点标注数据集条目 »
----
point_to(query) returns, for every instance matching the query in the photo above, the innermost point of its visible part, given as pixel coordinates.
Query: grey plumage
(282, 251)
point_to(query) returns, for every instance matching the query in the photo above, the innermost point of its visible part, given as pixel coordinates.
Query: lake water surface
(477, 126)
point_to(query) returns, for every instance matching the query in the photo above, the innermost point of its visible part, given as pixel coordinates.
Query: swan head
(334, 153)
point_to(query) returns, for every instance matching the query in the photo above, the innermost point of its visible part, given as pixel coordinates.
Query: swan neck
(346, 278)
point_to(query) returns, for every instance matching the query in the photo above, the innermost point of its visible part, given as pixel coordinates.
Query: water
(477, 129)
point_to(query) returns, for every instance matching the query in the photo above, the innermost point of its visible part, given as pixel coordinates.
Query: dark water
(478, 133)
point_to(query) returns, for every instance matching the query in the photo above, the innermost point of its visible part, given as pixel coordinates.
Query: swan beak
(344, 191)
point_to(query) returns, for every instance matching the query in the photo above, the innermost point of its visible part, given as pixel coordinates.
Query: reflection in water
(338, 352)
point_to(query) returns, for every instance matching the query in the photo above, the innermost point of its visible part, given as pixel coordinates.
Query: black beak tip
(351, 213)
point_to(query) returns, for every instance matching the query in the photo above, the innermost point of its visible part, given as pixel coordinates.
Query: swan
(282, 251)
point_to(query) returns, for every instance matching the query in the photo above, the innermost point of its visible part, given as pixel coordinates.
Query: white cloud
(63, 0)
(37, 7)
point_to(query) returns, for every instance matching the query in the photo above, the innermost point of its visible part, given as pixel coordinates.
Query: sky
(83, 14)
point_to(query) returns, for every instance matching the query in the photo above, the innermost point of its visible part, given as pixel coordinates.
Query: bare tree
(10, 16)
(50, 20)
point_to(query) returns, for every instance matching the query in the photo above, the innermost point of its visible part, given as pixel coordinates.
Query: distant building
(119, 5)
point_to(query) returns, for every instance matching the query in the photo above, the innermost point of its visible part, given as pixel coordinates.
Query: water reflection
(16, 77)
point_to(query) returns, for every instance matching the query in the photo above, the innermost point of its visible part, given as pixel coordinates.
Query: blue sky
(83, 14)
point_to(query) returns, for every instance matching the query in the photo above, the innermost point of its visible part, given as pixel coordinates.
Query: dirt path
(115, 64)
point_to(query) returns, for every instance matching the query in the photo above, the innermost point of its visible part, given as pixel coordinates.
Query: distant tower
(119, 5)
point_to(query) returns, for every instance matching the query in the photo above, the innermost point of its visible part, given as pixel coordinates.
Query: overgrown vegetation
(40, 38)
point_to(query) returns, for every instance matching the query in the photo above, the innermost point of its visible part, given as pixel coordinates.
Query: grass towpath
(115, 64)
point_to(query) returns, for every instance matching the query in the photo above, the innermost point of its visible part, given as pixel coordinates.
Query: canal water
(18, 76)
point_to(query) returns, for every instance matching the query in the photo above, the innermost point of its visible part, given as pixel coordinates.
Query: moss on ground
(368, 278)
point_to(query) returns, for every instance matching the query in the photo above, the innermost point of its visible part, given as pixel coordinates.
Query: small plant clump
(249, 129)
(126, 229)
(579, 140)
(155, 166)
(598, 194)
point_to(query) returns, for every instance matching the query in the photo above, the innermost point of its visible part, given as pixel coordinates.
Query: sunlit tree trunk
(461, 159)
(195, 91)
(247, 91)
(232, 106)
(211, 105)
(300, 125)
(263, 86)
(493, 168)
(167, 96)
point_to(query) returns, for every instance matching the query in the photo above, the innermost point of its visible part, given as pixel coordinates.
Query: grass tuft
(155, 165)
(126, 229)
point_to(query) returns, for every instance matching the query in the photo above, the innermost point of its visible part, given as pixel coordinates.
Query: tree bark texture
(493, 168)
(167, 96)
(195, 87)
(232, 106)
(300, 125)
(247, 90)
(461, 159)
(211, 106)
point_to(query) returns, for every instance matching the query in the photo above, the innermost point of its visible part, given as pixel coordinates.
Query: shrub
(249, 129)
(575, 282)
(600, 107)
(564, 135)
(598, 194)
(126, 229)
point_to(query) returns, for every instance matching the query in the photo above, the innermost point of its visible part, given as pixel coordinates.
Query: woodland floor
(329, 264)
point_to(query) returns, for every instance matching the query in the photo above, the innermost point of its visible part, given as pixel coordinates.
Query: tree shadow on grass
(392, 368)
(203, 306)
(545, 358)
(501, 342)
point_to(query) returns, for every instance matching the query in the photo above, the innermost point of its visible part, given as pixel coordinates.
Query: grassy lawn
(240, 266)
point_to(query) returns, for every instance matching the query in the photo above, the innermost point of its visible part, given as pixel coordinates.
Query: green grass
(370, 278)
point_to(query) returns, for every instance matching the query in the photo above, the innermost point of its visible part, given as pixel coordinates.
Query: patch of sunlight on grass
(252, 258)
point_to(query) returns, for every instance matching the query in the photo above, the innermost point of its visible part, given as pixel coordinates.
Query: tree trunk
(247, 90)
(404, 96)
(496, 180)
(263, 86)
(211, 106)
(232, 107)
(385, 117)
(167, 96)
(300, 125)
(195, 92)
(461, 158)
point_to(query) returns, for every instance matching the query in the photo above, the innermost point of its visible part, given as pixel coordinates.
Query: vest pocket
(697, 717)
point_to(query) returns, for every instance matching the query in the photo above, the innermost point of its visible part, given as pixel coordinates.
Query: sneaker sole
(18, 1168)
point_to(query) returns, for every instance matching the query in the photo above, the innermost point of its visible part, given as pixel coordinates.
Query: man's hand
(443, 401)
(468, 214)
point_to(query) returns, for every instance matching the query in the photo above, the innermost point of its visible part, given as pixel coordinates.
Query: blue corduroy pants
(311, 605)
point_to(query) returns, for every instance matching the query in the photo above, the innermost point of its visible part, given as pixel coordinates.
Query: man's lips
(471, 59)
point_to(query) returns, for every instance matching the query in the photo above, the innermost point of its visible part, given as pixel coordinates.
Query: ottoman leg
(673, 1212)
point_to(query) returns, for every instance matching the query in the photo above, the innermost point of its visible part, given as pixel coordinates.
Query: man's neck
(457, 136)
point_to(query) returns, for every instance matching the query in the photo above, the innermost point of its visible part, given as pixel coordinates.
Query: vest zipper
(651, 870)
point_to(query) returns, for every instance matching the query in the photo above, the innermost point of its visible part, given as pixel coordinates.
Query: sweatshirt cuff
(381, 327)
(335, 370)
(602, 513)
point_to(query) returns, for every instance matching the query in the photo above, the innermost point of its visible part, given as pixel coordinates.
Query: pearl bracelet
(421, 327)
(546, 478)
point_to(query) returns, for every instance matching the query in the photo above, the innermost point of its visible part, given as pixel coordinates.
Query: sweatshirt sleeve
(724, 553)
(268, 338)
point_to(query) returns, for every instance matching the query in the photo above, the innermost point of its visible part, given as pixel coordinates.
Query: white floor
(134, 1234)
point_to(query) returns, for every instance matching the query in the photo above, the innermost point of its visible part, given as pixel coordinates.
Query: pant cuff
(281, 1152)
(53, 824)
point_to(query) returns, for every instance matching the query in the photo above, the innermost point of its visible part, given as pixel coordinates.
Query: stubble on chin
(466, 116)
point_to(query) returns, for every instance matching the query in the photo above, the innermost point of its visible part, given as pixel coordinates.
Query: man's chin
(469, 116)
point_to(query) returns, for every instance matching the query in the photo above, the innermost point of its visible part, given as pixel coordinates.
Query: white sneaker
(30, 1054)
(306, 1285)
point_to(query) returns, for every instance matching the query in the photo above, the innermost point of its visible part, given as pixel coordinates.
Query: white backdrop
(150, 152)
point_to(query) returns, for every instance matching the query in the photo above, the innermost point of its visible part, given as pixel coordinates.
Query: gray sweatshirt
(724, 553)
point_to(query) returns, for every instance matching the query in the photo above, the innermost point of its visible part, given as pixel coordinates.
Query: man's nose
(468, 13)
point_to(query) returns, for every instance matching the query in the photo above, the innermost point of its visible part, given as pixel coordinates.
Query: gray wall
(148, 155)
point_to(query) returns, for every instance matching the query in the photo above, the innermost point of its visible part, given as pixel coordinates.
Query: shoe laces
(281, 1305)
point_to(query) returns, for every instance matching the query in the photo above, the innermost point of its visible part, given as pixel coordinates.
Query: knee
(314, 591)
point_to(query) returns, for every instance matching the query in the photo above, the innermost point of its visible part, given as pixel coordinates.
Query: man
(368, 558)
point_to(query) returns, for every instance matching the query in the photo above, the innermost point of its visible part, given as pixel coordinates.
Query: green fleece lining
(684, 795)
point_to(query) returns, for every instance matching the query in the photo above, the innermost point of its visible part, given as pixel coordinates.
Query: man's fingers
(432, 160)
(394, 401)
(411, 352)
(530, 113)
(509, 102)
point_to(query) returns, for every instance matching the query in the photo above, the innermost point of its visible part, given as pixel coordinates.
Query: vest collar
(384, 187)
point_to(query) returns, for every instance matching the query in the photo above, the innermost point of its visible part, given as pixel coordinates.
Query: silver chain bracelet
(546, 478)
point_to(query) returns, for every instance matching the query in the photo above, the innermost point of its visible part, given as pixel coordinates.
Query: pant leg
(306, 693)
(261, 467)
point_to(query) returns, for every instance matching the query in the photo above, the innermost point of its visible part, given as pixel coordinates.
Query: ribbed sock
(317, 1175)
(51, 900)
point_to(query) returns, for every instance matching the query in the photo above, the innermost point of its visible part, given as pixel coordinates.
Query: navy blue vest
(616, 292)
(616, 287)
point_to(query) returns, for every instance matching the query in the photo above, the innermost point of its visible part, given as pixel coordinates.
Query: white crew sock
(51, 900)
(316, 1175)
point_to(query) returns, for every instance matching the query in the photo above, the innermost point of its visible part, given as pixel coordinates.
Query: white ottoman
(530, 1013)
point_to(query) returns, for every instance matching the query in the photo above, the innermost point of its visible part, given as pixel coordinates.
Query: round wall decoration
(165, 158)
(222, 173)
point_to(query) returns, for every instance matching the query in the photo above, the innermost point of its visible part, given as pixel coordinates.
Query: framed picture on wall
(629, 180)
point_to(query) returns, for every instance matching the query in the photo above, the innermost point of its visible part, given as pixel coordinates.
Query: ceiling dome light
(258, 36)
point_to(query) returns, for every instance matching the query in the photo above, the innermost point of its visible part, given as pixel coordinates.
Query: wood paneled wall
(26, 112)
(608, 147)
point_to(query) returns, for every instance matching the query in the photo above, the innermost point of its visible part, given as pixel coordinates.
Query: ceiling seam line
----
任务目标 » 数一数上面的条目中有多少行含有“bracelet”这个词，区分大小写。只给出行数。

完整答案 » 2